◆ **Direction 1**
In the passage on the electrical connection of leads, update the stretch from "Although the novel" through "as optional equipment.", replacing "optional equipment" with "accessory equipment".

◆ **Text segment**
When the insulator bodies 22 and 24 are moved from their FIG. 3 position toward their FIG. 5 position, by bending the hinge means 26 and intermediate portion 10c of the carrier strip 10 so that the adjacent end surfaces 60 are back-to-back, the insulator bodies are then moved relative to each other by twisting about the hinge means 26 and intermediate portion of the carrier strip 10c toward and from the plane of the drawings, as viewed in FIG. 5, to position the catch member 72 over the free end of the latch member 75. When this occurs, the insulator bodies 22 and 24 are twisted in the reverse direction to cause the catch member 72 to be pushed down onto and over the portion 78 of the projection 75 on the insulator body 22. As the catch member 72 engages the headed portion 78 of the projection 75, the catch member 72 will stretch to increase the diameter of the aperture 74 and the headed portion 78 will tend to contract to decrease its outermost external diameter until the catch member 72 clears the headed portion 78 whereupon the catch member 72 will return toward its normal free state position and the headed member will return towards its normal free state position to lock the catch member 72 beneath the headed portion 78 of the projection 75.

The bending of the insulator bodies 22 and 24 about the hinge means 26 and the intermediate portion of the carrier strip and the twisting movements necessary to latch the catch member 72 beneath the headed portion 78 of the latch member 75 can either be carried out by hand or by an automated assembly apparatus. It will, of course, be understood that the insulator body 22 could be molded around just one of the leads and with the insulator body 24 being molded around the remaining leads to form a connection in the manner described above. Moreover, even though in the preferred embodiment, the end surfaces 60 are located in the same parallel plane after the molding operations, as shown in FIG. 3, it will, of course, be understood that the angular relationship between the end surfaces 60 could be varied, such as by being molded to define an obtuse included angle therebetween that is less that 180 so that when the insulator bodies are moved to position the end surfaces 60 back-to-back, the leads L can be oriented in any desired direction.

Although the novel electrical connection of electrical leads L of the present invention could be used in various types of applications, it is especially suitable for use in automotive wiring harnesses wherein a connection or splice is needed into the primary wiring harness to connect optional equipment. For example, one of the electrical leads could be connected via connectors to a power source and the other electrical leads connected via connectors to individual lights in the automobile where extra lights are provided as optional equipment.

◆ **Items**
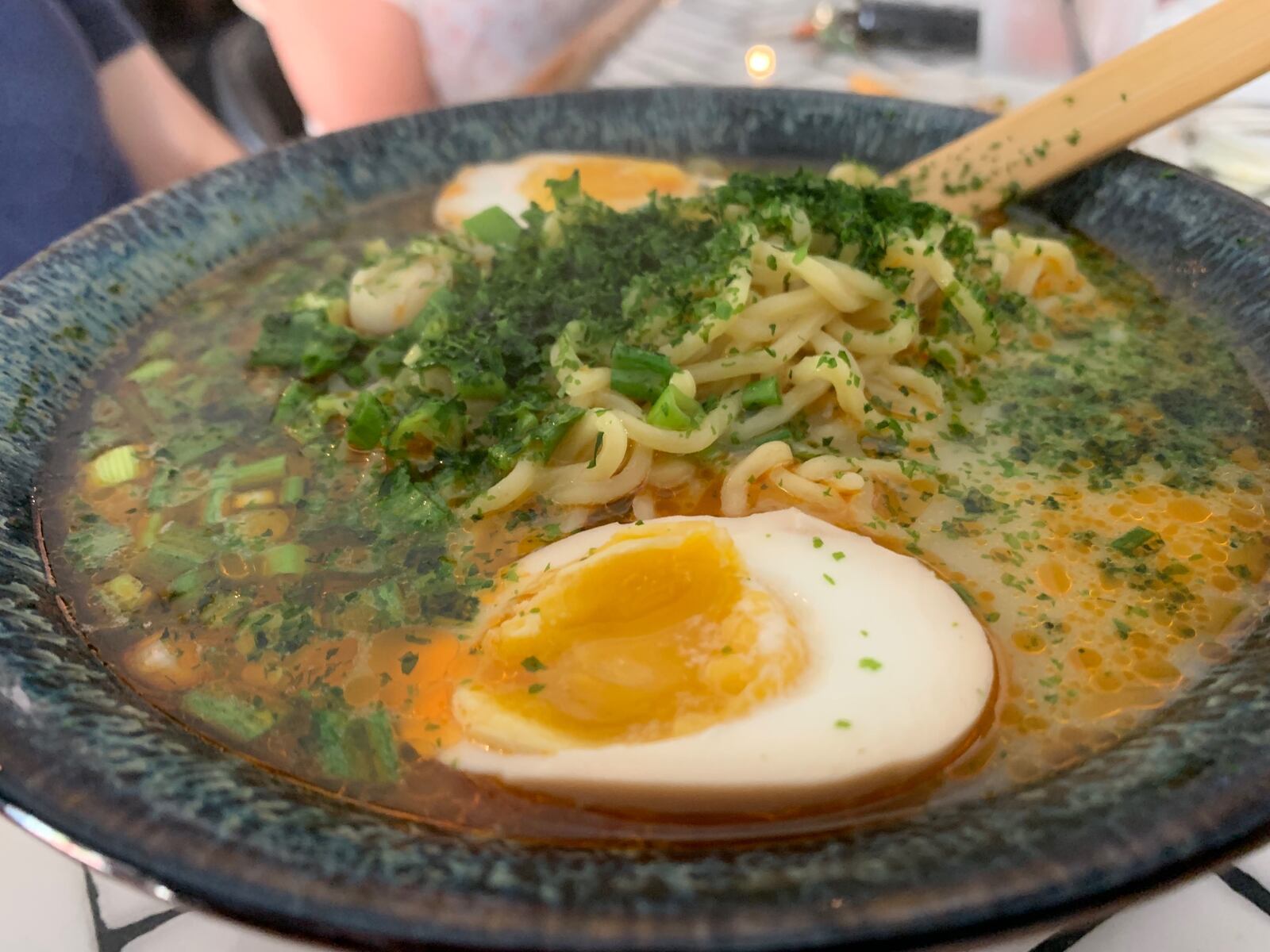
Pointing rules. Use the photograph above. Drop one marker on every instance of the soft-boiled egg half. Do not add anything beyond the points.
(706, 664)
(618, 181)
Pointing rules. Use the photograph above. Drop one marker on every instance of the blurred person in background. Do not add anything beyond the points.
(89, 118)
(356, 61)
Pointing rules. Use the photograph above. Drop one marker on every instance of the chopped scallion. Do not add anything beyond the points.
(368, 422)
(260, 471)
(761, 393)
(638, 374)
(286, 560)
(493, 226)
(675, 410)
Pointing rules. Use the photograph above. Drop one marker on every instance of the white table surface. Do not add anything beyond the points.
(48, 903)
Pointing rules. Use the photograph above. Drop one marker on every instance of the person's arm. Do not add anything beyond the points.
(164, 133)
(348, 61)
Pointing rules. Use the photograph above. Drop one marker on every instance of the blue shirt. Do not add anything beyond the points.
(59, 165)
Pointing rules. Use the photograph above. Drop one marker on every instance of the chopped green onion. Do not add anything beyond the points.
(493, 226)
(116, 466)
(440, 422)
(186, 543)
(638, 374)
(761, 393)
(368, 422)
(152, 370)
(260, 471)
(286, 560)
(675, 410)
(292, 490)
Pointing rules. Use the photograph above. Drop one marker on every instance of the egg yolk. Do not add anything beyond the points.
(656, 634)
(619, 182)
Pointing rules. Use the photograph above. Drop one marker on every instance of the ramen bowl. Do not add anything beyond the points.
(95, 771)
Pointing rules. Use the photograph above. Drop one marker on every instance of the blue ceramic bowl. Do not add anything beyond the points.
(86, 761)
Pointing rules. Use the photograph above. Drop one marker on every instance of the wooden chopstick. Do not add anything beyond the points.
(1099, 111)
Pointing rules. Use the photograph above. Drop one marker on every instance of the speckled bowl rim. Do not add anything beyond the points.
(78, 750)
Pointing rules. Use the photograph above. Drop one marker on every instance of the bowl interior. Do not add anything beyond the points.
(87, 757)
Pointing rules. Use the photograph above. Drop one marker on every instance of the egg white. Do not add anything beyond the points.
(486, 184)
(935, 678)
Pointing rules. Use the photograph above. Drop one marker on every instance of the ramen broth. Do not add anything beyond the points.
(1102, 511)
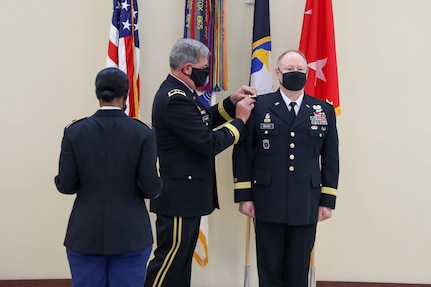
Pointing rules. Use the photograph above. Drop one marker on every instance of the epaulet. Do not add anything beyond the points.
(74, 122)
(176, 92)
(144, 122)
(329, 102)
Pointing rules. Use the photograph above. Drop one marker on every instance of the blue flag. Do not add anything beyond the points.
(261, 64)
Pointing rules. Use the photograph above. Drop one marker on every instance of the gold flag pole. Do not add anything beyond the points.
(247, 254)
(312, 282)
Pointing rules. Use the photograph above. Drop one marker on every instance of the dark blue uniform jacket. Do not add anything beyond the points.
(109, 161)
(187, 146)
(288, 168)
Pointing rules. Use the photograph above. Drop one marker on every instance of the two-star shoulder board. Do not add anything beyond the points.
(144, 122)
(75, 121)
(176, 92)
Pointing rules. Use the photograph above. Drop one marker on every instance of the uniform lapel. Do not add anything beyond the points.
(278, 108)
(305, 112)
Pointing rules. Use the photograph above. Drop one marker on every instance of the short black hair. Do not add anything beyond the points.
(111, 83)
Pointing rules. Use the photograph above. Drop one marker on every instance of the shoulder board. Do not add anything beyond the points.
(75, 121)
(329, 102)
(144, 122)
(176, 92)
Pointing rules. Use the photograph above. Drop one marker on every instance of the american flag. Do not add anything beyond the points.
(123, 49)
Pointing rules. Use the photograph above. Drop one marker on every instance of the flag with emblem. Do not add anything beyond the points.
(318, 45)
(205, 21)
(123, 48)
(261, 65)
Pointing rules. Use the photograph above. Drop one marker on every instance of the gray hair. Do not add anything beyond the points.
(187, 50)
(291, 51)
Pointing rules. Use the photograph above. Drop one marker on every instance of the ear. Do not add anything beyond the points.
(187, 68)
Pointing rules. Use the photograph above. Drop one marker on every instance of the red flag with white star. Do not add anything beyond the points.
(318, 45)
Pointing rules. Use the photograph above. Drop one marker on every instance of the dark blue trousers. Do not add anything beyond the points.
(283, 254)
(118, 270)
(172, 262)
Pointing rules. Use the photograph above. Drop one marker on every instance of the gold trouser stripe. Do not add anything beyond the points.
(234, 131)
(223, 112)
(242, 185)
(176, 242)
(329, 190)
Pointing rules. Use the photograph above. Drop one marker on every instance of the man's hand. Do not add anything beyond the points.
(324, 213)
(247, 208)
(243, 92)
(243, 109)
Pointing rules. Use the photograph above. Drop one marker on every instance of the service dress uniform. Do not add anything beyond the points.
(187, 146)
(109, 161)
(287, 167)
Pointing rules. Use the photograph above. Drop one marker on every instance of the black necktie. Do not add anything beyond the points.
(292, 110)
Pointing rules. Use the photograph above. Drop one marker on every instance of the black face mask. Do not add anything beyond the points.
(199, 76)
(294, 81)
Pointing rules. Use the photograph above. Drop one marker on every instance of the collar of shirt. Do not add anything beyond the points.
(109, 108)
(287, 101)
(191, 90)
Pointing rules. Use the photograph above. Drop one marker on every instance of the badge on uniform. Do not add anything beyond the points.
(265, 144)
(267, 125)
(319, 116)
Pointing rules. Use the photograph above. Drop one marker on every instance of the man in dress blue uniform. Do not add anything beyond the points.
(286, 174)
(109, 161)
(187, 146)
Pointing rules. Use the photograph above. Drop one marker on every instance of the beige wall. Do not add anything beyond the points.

◆ **Direction 2**
Recast the rows from the line containing "surface. Do not add anything beyond the points." through the line containing "(1099, 111)" as a two-column CSV with the columns text and answer. Give one line for each row, and put each value in a single quoted field with its line breaks turned into spaces.

◆ **Right answer 1**
Although the novel electrical connection of electrical leads L of the present invention could be used in various types of applications, it is especially suitable for use in automotive wiring harnesses wherein a connection or splice is needed into the primary wiring harness to connect accessory equipment. For example, one of the electrical leads could be connected via connectors to a power source and the other electrical leads connected via connectors to individual lights in the automobile where extra lights are provided as accessory equipment.

◆ **Right answer 2**
text,answer
"Pointing rules. Use the photograph above. Drop one marker on every instance of the white table surface. Do not add anything beyond the points.","(48, 903)"
"Pointing rules. Use the photograph above. Drop one marker on every instance of the person's arm. Do not add anything beyond the points.","(164, 133) (348, 61)"
"Pointing rules. Use the photograph above. Drop one marker on every instance of the blue shirt. Do not add anything beyond the points.","(59, 165)"
"Pointing rules. Use the photograph above. Drop one marker on every instance of the chopped green onion. Do not add anything beyond the points.","(493, 226) (116, 466) (440, 422) (186, 543) (638, 374) (761, 393) (368, 422) (152, 370) (260, 471) (286, 560) (675, 410) (292, 490)"
"Pointing rules. Use the photograph above. Drop one marker on every instance of the egg yolk. Do not add anything beyond the points.","(656, 634) (619, 182)"
"Pointing rules. Use the photograph above. Drop one marker on every instance of the ramen bowl. Do not add anything beyond the points.","(95, 771)"
"Pointing rules. Use the photograph above. Drop one marker on every instance of the blue ceramic bowl. Do not add anything beyond the points.","(86, 761)"
"Pointing rules. Use the photograph above. Drop one marker on every instance of the wooden chopstick. Do not add anything beyond the points.","(1099, 111)"